***** The data *****
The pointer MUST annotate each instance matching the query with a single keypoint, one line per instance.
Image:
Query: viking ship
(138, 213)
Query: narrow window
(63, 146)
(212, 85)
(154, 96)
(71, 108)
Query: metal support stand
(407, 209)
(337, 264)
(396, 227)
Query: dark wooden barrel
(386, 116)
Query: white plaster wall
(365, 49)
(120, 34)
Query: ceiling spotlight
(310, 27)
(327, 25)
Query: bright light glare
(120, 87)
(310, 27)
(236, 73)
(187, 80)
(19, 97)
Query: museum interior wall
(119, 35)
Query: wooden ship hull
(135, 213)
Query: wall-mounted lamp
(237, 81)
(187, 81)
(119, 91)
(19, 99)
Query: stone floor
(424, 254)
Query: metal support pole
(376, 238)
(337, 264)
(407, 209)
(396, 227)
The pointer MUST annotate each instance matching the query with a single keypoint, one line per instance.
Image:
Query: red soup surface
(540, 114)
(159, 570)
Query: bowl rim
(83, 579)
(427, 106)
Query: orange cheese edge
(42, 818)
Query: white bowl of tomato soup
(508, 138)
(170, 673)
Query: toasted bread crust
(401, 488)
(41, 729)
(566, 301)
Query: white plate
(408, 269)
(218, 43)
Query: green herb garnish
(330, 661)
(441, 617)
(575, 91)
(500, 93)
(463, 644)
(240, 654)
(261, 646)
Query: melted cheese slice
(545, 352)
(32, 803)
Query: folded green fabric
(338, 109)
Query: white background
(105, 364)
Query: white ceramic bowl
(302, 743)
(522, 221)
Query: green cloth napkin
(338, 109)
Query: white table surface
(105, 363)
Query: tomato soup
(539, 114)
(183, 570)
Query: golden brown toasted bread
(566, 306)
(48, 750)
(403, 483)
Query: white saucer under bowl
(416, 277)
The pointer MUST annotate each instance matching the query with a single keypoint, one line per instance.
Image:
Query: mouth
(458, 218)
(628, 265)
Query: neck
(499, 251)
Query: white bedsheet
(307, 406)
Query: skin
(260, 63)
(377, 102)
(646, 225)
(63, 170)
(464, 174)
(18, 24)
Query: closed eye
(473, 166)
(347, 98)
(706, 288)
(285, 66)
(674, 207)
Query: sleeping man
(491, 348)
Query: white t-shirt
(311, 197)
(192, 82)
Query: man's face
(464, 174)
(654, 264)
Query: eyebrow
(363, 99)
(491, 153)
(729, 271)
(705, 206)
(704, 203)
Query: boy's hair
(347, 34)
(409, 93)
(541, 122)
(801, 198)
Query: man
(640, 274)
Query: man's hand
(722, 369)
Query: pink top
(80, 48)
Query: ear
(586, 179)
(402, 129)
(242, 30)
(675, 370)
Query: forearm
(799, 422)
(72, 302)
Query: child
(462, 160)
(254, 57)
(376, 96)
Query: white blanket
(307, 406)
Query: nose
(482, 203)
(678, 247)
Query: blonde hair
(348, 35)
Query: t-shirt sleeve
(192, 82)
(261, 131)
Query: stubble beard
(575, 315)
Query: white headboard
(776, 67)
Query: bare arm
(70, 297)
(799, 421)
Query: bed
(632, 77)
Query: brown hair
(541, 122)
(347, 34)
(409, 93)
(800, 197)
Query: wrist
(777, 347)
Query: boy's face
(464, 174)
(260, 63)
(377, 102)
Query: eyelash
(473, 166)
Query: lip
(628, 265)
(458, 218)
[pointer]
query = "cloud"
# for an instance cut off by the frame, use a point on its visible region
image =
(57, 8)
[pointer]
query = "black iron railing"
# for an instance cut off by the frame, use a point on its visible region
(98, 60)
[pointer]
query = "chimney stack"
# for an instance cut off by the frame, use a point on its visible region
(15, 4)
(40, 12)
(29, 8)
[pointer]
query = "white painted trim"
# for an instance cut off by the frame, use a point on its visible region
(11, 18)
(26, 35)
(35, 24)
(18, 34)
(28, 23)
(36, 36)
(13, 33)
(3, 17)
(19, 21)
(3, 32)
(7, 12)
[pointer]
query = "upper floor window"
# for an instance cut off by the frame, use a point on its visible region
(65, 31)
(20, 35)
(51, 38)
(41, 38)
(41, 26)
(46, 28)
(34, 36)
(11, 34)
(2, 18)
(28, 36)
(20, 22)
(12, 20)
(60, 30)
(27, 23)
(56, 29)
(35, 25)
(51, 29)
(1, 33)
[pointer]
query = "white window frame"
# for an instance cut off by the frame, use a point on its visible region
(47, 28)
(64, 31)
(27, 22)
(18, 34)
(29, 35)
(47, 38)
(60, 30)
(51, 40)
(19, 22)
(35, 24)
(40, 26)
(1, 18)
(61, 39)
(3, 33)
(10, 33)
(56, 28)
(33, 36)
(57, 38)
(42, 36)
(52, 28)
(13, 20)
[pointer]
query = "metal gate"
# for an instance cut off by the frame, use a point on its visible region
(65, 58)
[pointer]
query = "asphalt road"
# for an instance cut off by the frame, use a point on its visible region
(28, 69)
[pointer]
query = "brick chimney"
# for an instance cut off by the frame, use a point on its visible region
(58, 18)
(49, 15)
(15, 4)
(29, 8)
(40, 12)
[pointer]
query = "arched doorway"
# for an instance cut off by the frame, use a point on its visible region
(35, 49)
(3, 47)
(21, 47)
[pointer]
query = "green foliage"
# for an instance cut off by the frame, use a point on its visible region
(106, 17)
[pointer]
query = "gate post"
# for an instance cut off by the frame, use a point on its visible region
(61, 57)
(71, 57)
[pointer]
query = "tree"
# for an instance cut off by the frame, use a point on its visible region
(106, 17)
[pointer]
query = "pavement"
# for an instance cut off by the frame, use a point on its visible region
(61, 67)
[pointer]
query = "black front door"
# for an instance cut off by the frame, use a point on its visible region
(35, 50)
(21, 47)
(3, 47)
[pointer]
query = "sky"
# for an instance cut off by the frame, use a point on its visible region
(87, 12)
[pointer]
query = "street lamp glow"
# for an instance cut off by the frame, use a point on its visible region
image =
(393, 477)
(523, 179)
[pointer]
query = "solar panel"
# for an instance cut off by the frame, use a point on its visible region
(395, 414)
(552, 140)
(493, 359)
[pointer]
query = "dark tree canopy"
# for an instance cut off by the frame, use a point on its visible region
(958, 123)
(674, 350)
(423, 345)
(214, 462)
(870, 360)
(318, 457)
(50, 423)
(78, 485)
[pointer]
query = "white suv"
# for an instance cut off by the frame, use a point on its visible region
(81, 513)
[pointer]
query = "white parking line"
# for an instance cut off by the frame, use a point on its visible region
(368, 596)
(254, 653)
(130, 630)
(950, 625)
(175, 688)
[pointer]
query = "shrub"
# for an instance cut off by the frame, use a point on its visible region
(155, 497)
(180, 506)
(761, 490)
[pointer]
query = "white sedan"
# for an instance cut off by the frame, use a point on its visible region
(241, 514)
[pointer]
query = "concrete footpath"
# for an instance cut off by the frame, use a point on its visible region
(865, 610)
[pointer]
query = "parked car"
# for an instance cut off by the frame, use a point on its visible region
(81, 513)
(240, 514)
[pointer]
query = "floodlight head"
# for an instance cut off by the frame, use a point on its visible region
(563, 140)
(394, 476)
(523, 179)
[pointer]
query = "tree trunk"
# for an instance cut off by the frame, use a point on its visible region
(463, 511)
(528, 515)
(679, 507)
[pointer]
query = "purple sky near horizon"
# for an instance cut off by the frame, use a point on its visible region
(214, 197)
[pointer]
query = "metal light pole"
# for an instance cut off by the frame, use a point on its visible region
*****
Action item:
Output the records in full, keeping them exactly as they are.

Solved exercise:
The pointer MUST annotate each instance matching the query with a single keypoint, one line per instance.
Image:
Query: viking ship
(138, 213)
Query: narrow window
(63, 146)
(212, 85)
(154, 96)
(71, 108)
Query: metal support stand
(407, 209)
(337, 264)
(396, 227)
Query: dark wooden barrel
(386, 116)
Query: white plaster wall
(365, 49)
(120, 34)
Query: ceiling spotlight
(310, 27)
(327, 25)
Query: bright light glare
(120, 87)
(310, 27)
(236, 73)
(187, 80)
(19, 97)
Query: museum interior wall
(119, 35)
Query: wooden ship hull
(135, 213)
Query: wall-mounted lamp
(237, 81)
(187, 81)
(119, 91)
(19, 99)
Query: stone floor
(424, 254)
Query: metal support pole
(376, 238)
(337, 264)
(407, 209)
(396, 227)
The pointer MUST annotate each instance matching the query with a single keypoint, one line per instance.
Image:
Query: red soup surface
(540, 114)
(159, 570)
Query: bowl rim
(83, 579)
(427, 106)
Query: orange cheese edge
(42, 818)
Query: white bowl of tomato soup
(508, 138)
(170, 673)
Query: toasted bread crust
(401, 488)
(41, 729)
(566, 301)
Query: white plate
(408, 269)
(218, 43)
Query: green herb garnish
(330, 661)
(441, 617)
(575, 91)
(500, 93)
(463, 644)
(240, 654)
(261, 646)
Query: melted cheese slice
(545, 352)
(32, 803)
Query: folded green fabric
(338, 109)
Query: white background
(105, 364)
Query: white ceramic bowl
(302, 743)
(522, 221)
Query: green cloth napkin
(338, 109)
Query: white table surface
(105, 363)
Query: tomato soup
(539, 114)
(183, 570)
Query: golden brown toasted bread
(566, 306)
(48, 750)
(403, 483)
Query: white saucer under bowl
(416, 277)
The pointer MUST annotate each instance matching the query with a single keypoint, one line per instance.
Image:
Query: mouth
(458, 218)
(628, 265)
Query: neck
(499, 251)
Query: white bedsheet
(307, 406)
Query: skin
(260, 63)
(377, 102)
(646, 225)
(63, 170)
(464, 174)
(18, 24)
Query: closed eye
(473, 166)
(347, 98)
(706, 288)
(285, 66)
(674, 207)
Query: sleeping man
(491, 348)
Query: white t-shirt
(311, 197)
(192, 82)
Query: man's face
(464, 174)
(654, 264)
Query: eyebrow
(363, 99)
(491, 153)
(729, 271)
(705, 206)
(704, 203)
Query: boy's hair
(347, 34)
(409, 93)
(541, 122)
(801, 198)
Query: man
(640, 274)
Query: man's hand
(722, 369)
Query: pink top
(80, 48)
Query: ear
(586, 179)
(402, 129)
(242, 30)
(675, 370)
Query: forearm
(799, 422)
(72, 302)
Query: child
(462, 160)
(254, 57)
(376, 96)
Query: white blanket
(307, 406)
Query: nose
(482, 203)
(678, 247)
Query: blonde hair
(348, 35)
Query: t-shirt sleeve
(192, 82)
(261, 131)
Query: stubble beard
(575, 315)
Query: white headboard
(776, 67)
Query: bare arm
(70, 297)
(799, 421)
Query: bed
(632, 77)
Query: brown hair
(541, 122)
(347, 34)
(409, 93)
(800, 197)
Query: wrist
(777, 347)
Query: boy's face
(464, 174)
(260, 63)
(377, 102)
Query: eyelash
(473, 166)
Query: lip
(628, 265)
(458, 218)
[pointer]
query = "cloud"
# for an instance cut off by the frame, use a point on its visible region
image =
(57, 8)
[pointer]
query = "black iron railing"
# for an instance cut off by the frame, use a point on its visible region
(98, 60)
[pointer]
query = "chimney stack"
# for an instance cut off by the frame, use a point on its visible region
(15, 4)
(40, 12)
(29, 8)
[pointer]
query = "white painted trim"
# for an instance cut off by the frame, use a point on its visible region
(11, 18)
(26, 35)
(35, 24)
(18, 34)
(28, 23)
(36, 36)
(13, 33)
(3, 17)
(19, 21)
(3, 32)
(7, 12)
[pointer]
query = "upper floor window"
# for an instance cut off by the frame, use a point on its visible region
(65, 31)
(20, 35)
(51, 38)
(41, 38)
(41, 26)
(46, 28)
(34, 36)
(11, 34)
(2, 18)
(28, 36)
(20, 22)
(12, 20)
(60, 30)
(27, 23)
(56, 29)
(35, 25)
(51, 29)
(1, 33)
[pointer]
query = "white window frame"
# for an instance cut off by the frame, use a point on its visible region
(47, 28)
(64, 31)
(27, 22)
(18, 34)
(29, 35)
(47, 38)
(60, 30)
(51, 40)
(19, 22)
(35, 24)
(40, 26)
(1, 18)
(61, 39)
(3, 33)
(10, 33)
(56, 28)
(33, 36)
(57, 38)
(42, 36)
(52, 28)
(13, 20)
[pointer]
query = "metal gate"
# for an instance cut off by the frame, use a point on its visible region
(65, 58)
[pointer]
query = "asphalt road"
# for an instance cut off by the frame, use a point on its visible region
(28, 69)
[pointer]
query = "brick chimney"
# for an instance cut off by the frame, use a point on its visible region
(58, 18)
(49, 15)
(15, 4)
(29, 8)
(40, 12)
[pointer]
query = "arched doorway"
# for an instance cut off by the frame, use a point on its visible region
(35, 49)
(3, 47)
(21, 47)
[pointer]
query = "green foliage"
# for an instance cut off by the frame, use a point on its visible region
(106, 17)
[pointer]
query = "gate post"
# for an instance cut off by the frame, use a point on its visible region
(61, 57)
(71, 57)
[pointer]
query = "tree"
# for an instance cut off by the frame, use a point on its visible region
(106, 17)
[pointer]
query = "pavement"
# for an instance cut off by the frame, use a point on its visible region
(61, 67)
[pointer]
query = "black front door"
# for an instance cut off by the frame, use a point on its visible region
(35, 50)
(21, 47)
(3, 47)
[pointer]
query = "sky"
# for an instance cut off by the frame, use a point on its visible region
(87, 12)
[pointer]
query = "street lamp glow"
# for an instance cut off by the frame, use a point on its visible region
image =
(393, 477)
(523, 179)
[pointer]
query = "solar panel"
# for an instance cut off by the frame, use a point on its visible region
(395, 414)
(552, 140)
(493, 359)
[pointer]
query = "dark tree canopy"
# for an instance cut off by the frame, use a point on its visible region
(958, 123)
(674, 350)
(423, 345)
(214, 462)
(870, 360)
(318, 457)
(50, 423)
(78, 485)
[pointer]
query = "white suv"
# for an instance cut off by the frame, use a point on its visible region
(81, 513)
[pointer]
query = "white parking line"
# for an instance cut off by the frame, use a point on its visible region
(368, 596)
(254, 653)
(130, 630)
(950, 625)
(175, 688)
[pointer]
query = "shrub"
# for an instance cut off by the frame, use a point on its visible region
(155, 497)
(180, 506)
(761, 490)
[pointer]
query = "white sedan"
# for an instance cut off by the frame, use a point on its visible region
(241, 514)
[pointer]
query = "concrete footpath"
# for an instance cut off by the frame, use a point on its visible region
(865, 610)
[pointer]
query = "parked car"
# for an instance cut off by the frame, use a point on its visible region
(81, 513)
(240, 514)
[pointer]
query = "floodlight head"
# for an instance cut off by the frame, use a point on its visible region
(563, 140)
(394, 476)
(523, 179)
[pointer]
query = "tree trunk"
# for an instance cut off by the frame, use a point on its visible region
(463, 511)
(528, 515)
(679, 507)
[pointer]
query = "purple sky near horizon"
# for an instance cut off by the frame, use a point on its visible region
(214, 197)
[pointer]
query = "metal light pole"
# for an instance cut off by the frame, use a point on its visible region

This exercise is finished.